This datasource is to visualise time-series data stored in Cassandra/DSE, if you are looking for Cassandra metrics, you may need datastax/metric-collector-for-apache-cassandra instead.
To see the datasource in action, please follow the Quick Demo steps. Documentation is available here
Supports:
- Grafana
- 7.4+, 8.x, 9.x, 10.x are fully supported (plugin version 3.x)
- 5.x, 6.x, 7.0-7.3 are deprecated (works with plugin versions 1.x/2.x, but we recommend upgrading)
- Cassandra 3.x, 4.x, 5.x
- DataStax Enterprise 6.x
- DataStax Astra (docs)
- AWS Keyspaces (limited support) (docs)
- Linux, OSX (incl. M1), Windows
Features:
- Connect to Cassandra using auth credentials and TLS
- Query configurator
- Raw CQL query editor
- Table mode
- Variables
- Annotations
- Alerting
Contacts:
TOC
You can find more detailed instructions in the datasource wiki.
- Install the plugin using grafana console tool:
grafana-cli plugins install hadesarchitect-cassandra-datasource
. The plugin will be installed into your grafana plugins directory; the default is/var/lib/grafana/plugins
. Alternatively, download the plugin using latest release, please downloadcassandra-datasource-VERSION.zip
and uncompress a file into the Grafana plugins directory (grafana/plugins
). - Add the Apache Cassandra Data Source as a data source at the datasource configuration page.
- Configure the datasource specifying contact point and port like "10.11.12.13:9042", username and password. It's strongly recommended to use a dedicated user with read-only permissions only to the table you have to access.

#### Information given:
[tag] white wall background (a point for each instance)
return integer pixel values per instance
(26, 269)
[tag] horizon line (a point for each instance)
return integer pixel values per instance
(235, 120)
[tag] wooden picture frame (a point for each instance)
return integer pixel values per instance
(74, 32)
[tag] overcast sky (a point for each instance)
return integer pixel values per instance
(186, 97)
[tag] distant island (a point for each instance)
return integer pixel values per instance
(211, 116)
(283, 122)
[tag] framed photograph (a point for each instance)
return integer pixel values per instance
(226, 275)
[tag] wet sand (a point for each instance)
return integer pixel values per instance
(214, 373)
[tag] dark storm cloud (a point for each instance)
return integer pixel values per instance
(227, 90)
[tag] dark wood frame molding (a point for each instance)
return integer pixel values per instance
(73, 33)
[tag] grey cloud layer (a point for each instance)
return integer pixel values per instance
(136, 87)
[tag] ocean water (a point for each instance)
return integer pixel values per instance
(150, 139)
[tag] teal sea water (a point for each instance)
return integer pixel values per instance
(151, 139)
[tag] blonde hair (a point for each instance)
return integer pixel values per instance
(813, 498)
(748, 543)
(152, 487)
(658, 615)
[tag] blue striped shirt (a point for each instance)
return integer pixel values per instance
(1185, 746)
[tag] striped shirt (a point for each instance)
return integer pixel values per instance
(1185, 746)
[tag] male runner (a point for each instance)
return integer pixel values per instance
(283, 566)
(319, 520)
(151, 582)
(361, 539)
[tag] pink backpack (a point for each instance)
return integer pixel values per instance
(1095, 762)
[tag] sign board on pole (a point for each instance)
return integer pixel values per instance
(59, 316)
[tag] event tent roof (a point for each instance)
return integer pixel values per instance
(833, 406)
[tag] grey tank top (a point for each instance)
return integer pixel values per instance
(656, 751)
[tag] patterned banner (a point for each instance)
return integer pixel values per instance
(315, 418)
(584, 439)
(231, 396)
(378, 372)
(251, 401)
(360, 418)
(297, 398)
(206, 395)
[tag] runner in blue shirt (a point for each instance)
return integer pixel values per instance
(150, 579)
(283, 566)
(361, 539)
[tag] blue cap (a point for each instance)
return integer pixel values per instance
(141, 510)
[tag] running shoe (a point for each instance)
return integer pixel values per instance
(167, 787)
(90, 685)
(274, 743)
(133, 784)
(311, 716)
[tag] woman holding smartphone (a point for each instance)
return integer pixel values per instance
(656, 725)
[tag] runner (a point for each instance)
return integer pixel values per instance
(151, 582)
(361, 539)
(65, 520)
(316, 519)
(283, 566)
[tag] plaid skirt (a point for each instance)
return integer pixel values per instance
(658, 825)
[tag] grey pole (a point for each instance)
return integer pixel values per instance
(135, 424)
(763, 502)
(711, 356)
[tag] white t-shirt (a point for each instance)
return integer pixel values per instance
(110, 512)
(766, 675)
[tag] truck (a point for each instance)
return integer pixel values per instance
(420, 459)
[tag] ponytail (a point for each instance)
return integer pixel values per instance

#### What you have to do:
According to the Cassandra datasource page, which Grafana versions are fully supported?

#### Answer in full:
Grafana 7.4+, 8.x, 9.x, and 10.x are fully supported, with plugin version 3.x.